Page text:
- - - - -
WASHINGTON (Reuters) -Major U.S. banks reported lower profit on Friday in a choppy fourth quarter clouded by special charges and job cuts, with signs an income boost from high interest rates is waning and some consumer loans are starting to sour.
Still, JPMorgan, Wells Fargo, Bank of America, and Citigroup, the country's largest lenders, struck an upbeat tone on the economy, noting that American consumers remained resilient even as defaults on consumer loans began returning to pre-pandemic levels.
«This has been a period of credit normalization but the banks have been well ahead in terms of their reserves,» said Mac Sykes, portfolio manager at Gabelli Funds, which holds shares in JPMorgan, Bank of America and Wells Fargo. «The wild card will be how the economy tracks this year but the big banks are well situated to handle any stress.»
The Fed hiked rates last year in a bid to tame inflation. But with price increases slowing, the potential pace of interest rate cuts this year, and whether the economy will avoid a recession, is the key question hanging over markets.
Jamie Dimon, CEO of JPMorgan Chase (NYSE:JPM), the biggest U.S. bank and a bellwether for the economy, said consumers were still spending and that the markets were expecting a soft landing, but warned government spending on green energy, healthcare and the military could continue to push prices higher.
U.S. consumer prices increased more than expected in December, with Americans paying more for shelter and healthcare.
«This may lead inflation to be stickier and rates to be higher than markets expect,» Dimon said. He also warned Fed rate cuts could drain liquidity from the system, and that the wars in Ukraine and the Middle East could cause global disruptions.
- - - - -
Data records:
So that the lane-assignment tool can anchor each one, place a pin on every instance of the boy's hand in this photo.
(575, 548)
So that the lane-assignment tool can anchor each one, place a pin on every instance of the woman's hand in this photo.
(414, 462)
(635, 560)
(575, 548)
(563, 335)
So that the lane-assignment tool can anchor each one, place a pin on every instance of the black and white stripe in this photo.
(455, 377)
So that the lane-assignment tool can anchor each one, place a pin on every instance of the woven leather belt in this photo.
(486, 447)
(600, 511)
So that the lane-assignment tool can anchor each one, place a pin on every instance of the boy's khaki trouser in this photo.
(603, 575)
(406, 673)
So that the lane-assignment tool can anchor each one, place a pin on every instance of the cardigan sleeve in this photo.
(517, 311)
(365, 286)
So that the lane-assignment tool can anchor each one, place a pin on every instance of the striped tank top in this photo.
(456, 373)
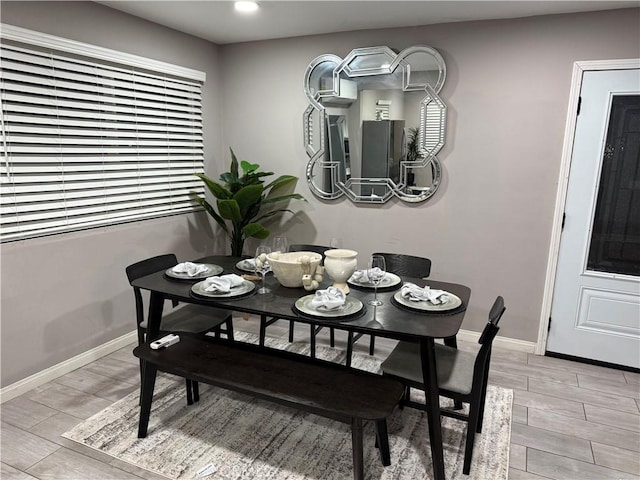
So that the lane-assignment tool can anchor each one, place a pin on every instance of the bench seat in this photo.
(319, 387)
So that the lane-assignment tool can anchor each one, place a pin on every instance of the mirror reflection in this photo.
(374, 124)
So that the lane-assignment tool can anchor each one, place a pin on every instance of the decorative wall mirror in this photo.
(375, 124)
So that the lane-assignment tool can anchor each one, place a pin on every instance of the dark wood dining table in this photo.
(389, 320)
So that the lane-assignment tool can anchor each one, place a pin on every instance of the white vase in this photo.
(340, 264)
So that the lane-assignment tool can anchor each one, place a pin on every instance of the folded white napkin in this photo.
(223, 283)
(191, 269)
(424, 294)
(329, 299)
(362, 276)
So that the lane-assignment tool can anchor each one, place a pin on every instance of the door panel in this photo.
(596, 302)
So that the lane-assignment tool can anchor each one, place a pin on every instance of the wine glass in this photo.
(376, 271)
(262, 265)
(279, 244)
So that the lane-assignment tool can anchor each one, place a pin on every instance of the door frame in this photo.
(563, 182)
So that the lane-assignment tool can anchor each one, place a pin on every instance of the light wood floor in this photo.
(570, 420)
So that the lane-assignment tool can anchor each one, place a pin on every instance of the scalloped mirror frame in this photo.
(371, 62)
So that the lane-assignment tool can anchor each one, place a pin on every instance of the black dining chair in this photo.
(184, 319)
(402, 265)
(265, 322)
(462, 376)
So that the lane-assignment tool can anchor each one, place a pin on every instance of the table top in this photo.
(387, 320)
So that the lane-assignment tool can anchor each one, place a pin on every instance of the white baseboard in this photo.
(500, 342)
(16, 389)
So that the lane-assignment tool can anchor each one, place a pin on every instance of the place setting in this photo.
(427, 300)
(193, 271)
(223, 286)
(330, 303)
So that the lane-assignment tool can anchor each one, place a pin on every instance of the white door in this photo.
(595, 312)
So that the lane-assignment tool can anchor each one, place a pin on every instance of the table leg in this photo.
(356, 443)
(156, 302)
(430, 379)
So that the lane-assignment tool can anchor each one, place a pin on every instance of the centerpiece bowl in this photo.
(340, 264)
(289, 268)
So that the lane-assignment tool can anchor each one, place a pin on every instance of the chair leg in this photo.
(196, 391)
(229, 332)
(453, 343)
(349, 349)
(312, 333)
(291, 326)
(471, 436)
(148, 384)
(358, 455)
(382, 441)
(263, 330)
(189, 392)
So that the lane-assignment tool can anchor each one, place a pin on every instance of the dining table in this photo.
(392, 319)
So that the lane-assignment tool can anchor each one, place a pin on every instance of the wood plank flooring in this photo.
(571, 421)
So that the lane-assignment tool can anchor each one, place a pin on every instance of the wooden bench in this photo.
(322, 388)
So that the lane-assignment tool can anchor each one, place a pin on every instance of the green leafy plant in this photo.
(245, 201)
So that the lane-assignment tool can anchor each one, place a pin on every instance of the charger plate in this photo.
(351, 308)
(424, 306)
(244, 289)
(246, 266)
(212, 271)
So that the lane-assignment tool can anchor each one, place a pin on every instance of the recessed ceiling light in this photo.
(246, 6)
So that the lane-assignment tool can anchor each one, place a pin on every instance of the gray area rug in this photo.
(245, 438)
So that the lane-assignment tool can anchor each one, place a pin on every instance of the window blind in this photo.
(89, 143)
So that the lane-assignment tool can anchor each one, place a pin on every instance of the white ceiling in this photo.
(217, 21)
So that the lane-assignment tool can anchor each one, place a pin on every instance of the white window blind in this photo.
(89, 143)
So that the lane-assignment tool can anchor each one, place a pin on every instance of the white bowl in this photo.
(288, 267)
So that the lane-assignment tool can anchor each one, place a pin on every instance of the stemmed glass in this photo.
(376, 271)
(262, 265)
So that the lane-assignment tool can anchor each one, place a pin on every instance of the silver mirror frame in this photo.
(432, 122)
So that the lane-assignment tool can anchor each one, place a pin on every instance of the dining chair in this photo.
(402, 265)
(265, 322)
(184, 319)
(462, 376)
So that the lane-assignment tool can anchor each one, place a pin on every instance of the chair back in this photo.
(407, 265)
(147, 267)
(486, 338)
(303, 247)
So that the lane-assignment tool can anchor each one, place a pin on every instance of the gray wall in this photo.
(488, 226)
(507, 92)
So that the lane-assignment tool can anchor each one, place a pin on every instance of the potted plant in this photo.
(245, 201)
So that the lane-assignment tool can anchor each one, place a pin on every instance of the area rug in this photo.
(245, 438)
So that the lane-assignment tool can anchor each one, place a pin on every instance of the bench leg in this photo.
(263, 329)
(189, 392)
(312, 332)
(291, 327)
(382, 441)
(358, 455)
(196, 391)
(148, 384)
(349, 349)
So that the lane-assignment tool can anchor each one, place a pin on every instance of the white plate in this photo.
(389, 280)
(212, 271)
(243, 289)
(452, 302)
(350, 307)
(245, 266)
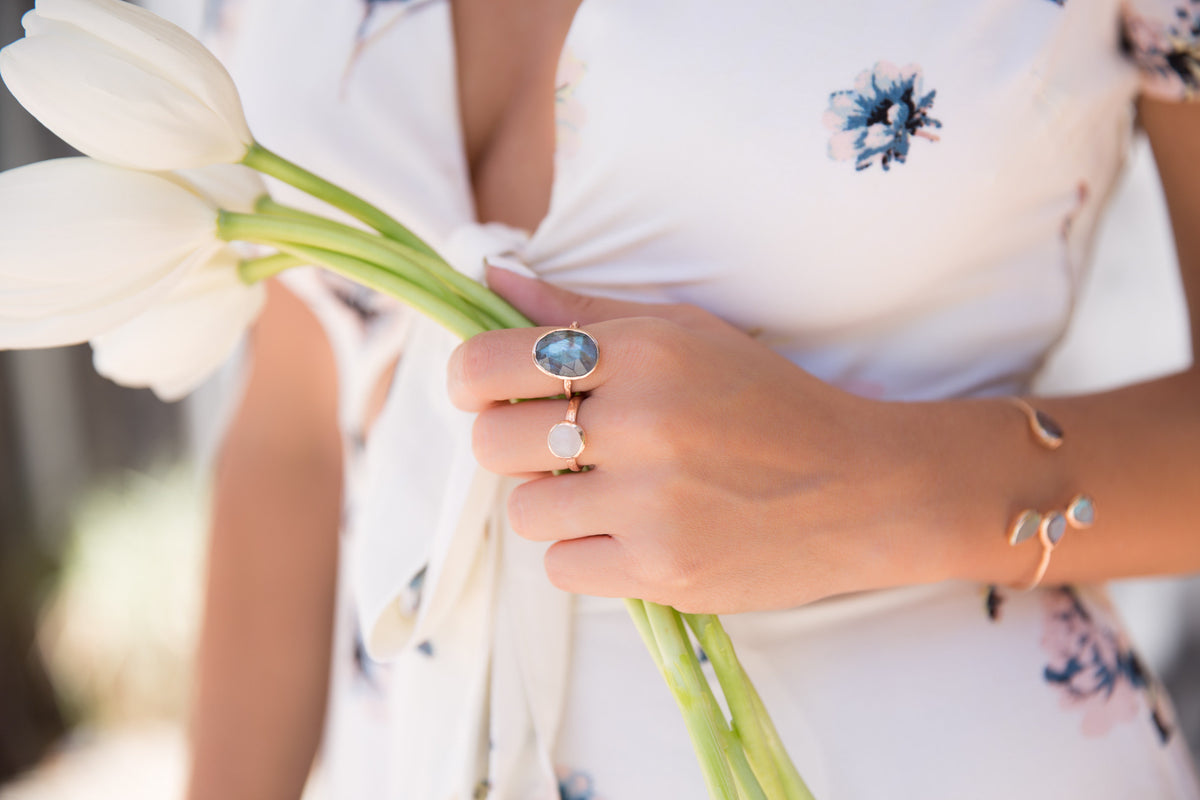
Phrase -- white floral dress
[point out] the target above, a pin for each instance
(900, 198)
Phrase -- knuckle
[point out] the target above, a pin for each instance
(519, 511)
(477, 362)
(483, 440)
(558, 569)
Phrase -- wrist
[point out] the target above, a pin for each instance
(982, 468)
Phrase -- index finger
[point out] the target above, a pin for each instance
(503, 365)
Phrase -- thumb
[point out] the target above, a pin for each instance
(549, 305)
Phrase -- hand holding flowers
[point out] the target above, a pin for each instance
(130, 248)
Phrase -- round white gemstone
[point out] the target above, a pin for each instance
(565, 440)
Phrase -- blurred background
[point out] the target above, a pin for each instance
(103, 500)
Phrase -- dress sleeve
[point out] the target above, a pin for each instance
(1163, 40)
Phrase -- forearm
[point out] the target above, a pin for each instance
(264, 651)
(1135, 450)
(263, 661)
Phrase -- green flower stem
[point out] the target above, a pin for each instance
(793, 785)
(769, 759)
(705, 721)
(270, 163)
(381, 280)
(636, 609)
(268, 230)
(479, 295)
(252, 270)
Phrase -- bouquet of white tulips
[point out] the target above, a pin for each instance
(130, 247)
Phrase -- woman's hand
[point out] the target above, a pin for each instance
(725, 479)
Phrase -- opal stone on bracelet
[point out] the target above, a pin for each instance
(1053, 528)
(1081, 511)
(1044, 428)
(1025, 527)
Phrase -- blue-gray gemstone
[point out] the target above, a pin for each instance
(1081, 512)
(1026, 527)
(567, 353)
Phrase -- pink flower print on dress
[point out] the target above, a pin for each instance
(569, 112)
(876, 120)
(1168, 53)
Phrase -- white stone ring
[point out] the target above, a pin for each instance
(567, 354)
(567, 439)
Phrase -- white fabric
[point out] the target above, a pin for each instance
(700, 160)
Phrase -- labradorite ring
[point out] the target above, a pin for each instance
(567, 354)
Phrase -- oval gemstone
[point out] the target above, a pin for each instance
(565, 440)
(1054, 525)
(567, 353)
(1081, 511)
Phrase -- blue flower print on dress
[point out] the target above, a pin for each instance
(876, 120)
(575, 785)
(1167, 50)
(1095, 668)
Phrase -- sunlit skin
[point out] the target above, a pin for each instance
(697, 499)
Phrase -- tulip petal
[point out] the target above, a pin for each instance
(83, 323)
(175, 344)
(106, 104)
(166, 49)
(88, 246)
(231, 187)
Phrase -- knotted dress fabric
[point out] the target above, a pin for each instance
(900, 199)
(461, 605)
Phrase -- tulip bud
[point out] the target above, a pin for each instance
(126, 86)
(87, 246)
(184, 337)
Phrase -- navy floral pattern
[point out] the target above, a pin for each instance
(1091, 663)
(575, 785)
(875, 121)
(1168, 52)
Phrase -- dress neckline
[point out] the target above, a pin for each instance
(460, 138)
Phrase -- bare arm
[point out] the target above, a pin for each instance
(699, 431)
(263, 660)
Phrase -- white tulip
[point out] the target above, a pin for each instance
(87, 246)
(124, 85)
(175, 344)
(231, 187)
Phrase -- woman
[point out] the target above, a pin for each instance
(820, 248)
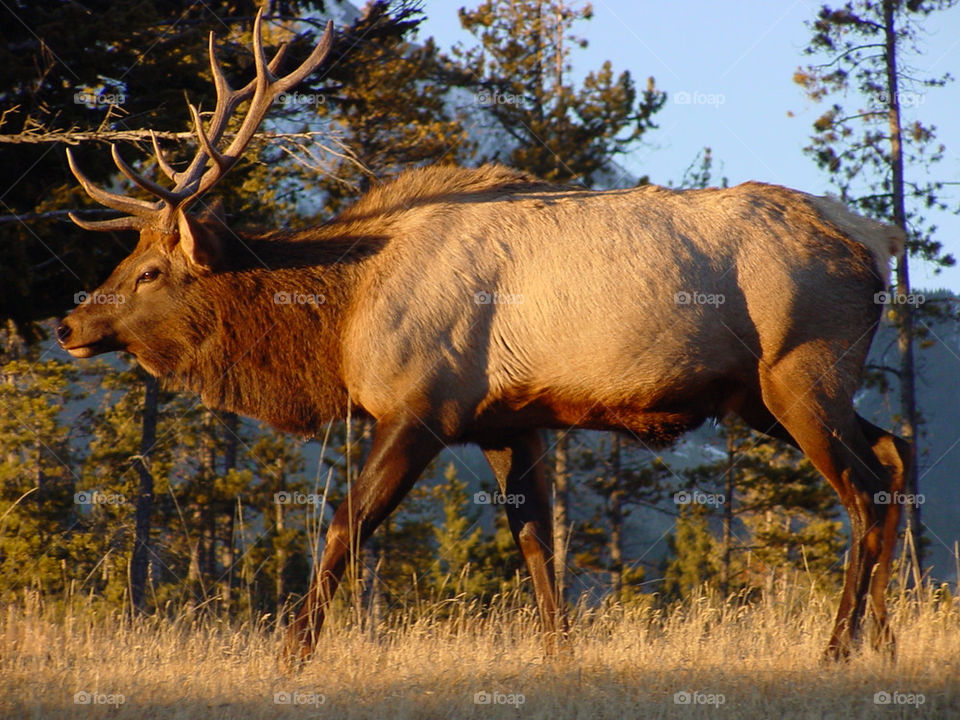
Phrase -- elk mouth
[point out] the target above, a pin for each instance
(89, 349)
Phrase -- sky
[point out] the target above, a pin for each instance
(734, 63)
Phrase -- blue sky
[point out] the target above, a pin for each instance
(744, 53)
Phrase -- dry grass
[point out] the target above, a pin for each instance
(762, 659)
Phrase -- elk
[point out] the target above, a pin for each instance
(483, 305)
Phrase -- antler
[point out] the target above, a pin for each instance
(197, 179)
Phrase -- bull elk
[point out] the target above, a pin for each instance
(482, 305)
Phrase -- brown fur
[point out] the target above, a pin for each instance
(480, 305)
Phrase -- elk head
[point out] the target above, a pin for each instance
(176, 247)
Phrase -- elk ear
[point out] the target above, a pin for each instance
(199, 242)
(214, 213)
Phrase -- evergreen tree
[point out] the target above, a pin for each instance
(879, 155)
(520, 76)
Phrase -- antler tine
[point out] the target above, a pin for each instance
(133, 206)
(124, 223)
(227, 101)
(197, 178)
(267, 87)
(167, 168)
(318, 55)
(145, 183)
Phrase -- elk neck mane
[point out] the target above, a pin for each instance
(261, 334)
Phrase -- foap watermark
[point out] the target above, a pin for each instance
(498, 498)
(83, 697)
(696, 497)
(298, 298)
(296, 98)
(497, 298)
(904, 99)
(699, 98)
(85, 298)
(98, 98)
(898, 498)
(297, 697)
(486, 97)
(694, 697)
(893, 298)
(96, 497)
(288, 497)
(896, 697)
(497, 698)
(698, 298)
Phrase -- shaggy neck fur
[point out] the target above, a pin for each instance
(261, 335)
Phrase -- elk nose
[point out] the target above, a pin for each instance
(63, 332)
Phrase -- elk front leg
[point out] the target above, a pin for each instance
(402, 447)
(517, 464)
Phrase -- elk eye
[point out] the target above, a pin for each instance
(148, 275)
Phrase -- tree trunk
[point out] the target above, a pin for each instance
(728, 488)
(903, 310)
(279, 548)
(227, 555)
(140, 559)
(615, 517)
(561, 500)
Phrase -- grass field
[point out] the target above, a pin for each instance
(708, 659)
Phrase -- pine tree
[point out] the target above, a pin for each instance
(880, 160)
(520, 76)
(459, 538)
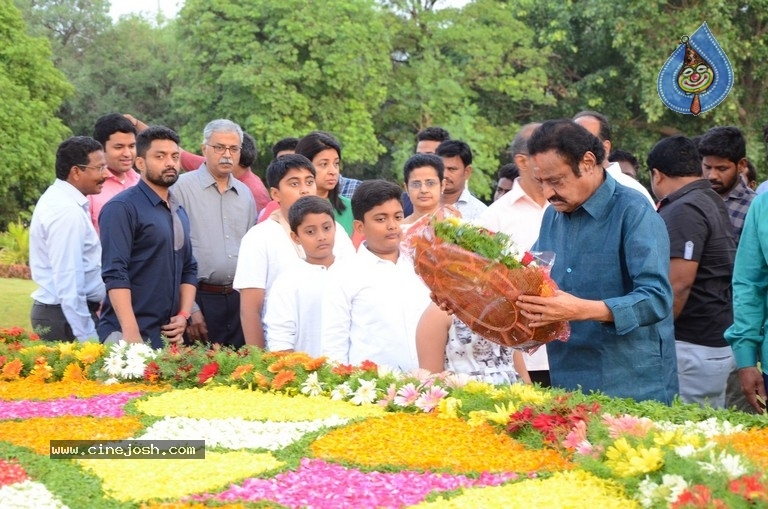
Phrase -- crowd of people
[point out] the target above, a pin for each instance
(141, 241)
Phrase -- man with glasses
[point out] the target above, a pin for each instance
(64, 248)
(221, 210)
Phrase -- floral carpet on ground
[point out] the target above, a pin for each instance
(290, 431)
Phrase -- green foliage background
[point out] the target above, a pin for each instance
(372, 72)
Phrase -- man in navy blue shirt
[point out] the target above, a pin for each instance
(147, 263)
(612, 268)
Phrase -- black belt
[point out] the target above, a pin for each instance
(221, 289)
(92, 306)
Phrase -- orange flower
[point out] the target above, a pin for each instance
(73, 373)
(262, 382)
(12, 370)
(314, 364)
(241, 371)
(283, 378)
(423, 441)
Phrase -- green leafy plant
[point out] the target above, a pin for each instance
(14, 245)
(497, 247)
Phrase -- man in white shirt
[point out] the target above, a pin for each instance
(597, 124)
(457, 158)
(518, 214)
(374, 306)
(64, 248)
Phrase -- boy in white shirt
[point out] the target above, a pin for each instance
(267, 249)
(293, 314)
(374, 305)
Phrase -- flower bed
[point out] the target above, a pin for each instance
(292, 431)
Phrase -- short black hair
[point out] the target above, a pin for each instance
(156, 132)
(288, 143)
(727, 142)
(74, 151)
(248, 151)
(675, 156)
(624, 155)
(308, 205)
(372, 193)
(605, 127)
(421, 160)
(109, 124)
(508, 171)
(433, 133)
(519, 144)
(279, 168)
(570, 140)
(453, 148)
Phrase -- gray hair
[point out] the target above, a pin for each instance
(221, 125)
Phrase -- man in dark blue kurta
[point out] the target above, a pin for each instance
(147, 263)
(612, 266)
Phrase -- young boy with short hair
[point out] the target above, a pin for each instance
(292, 319)
(267, 249)
(373, 307)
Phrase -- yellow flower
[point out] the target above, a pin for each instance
(528, 394)
(628, 461)
(564, 490)
(145, 479)
(448, 408)
(89, 352)
(73, 373)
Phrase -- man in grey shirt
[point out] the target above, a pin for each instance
(221, 209)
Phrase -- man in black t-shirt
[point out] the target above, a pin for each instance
(702, 250)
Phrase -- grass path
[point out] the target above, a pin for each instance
(15, 302)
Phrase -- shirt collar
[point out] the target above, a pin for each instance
(597, 204)
(71, 191)
(205, 178)
(691, 186)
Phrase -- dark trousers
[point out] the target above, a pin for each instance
(222, 317)
(49, 322)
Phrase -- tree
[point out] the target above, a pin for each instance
(284, 68)
(33, 90)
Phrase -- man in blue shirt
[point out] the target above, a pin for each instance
(147, 263)
(612, 268)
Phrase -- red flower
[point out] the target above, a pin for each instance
(698, 496)
(749, 487)
(208, 372)
(152, 372)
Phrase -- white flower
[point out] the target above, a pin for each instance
(341, 392)
(236, 433)
(28, 494)
(729, 464)
(366, 393)
(312, 386)
(113, 365)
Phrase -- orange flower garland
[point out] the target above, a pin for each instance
(753, 444)
(423, 441)
(37, 433)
- - - - -
Exercise requirements:
1 > List the banks that the bank earnings text names as the country's largest lenders.
2 > Write out the bank earnings text from "Still, JPMorgan, Wells" up to and including "hanging over markets.", swapping "reserves" for "capital".

Responses by task:
1 > JPMorgan, Wells Fargo, Bank of America, Citigroup

2 >
Still, JPMorgan, Wells Fargo, Bank of America, and Citigroup, the country's largest lenders, struck an upbeat tone on the economy, noting that American consumers remained resilient even as defaults on consumer loans began returning to pre-pandemic levels.
«This has been a period of credit normalization but the banks have been well ahead in terms of their capital,» said Mac Sykes, portfolio manager at Gabelli Funds, which holds shares in JPMorgan, Bank of America and Wells Fargo. «The wild card will be how the economy tracks this year but the big banks are well situated to handle any stress.»
The Fed hiked rates last year in a bid to tame inflation. But with price increases slowing, the potential pace of interest rate cuts this year, and whether the economy will avoid a recession, is the key question hanging over markets.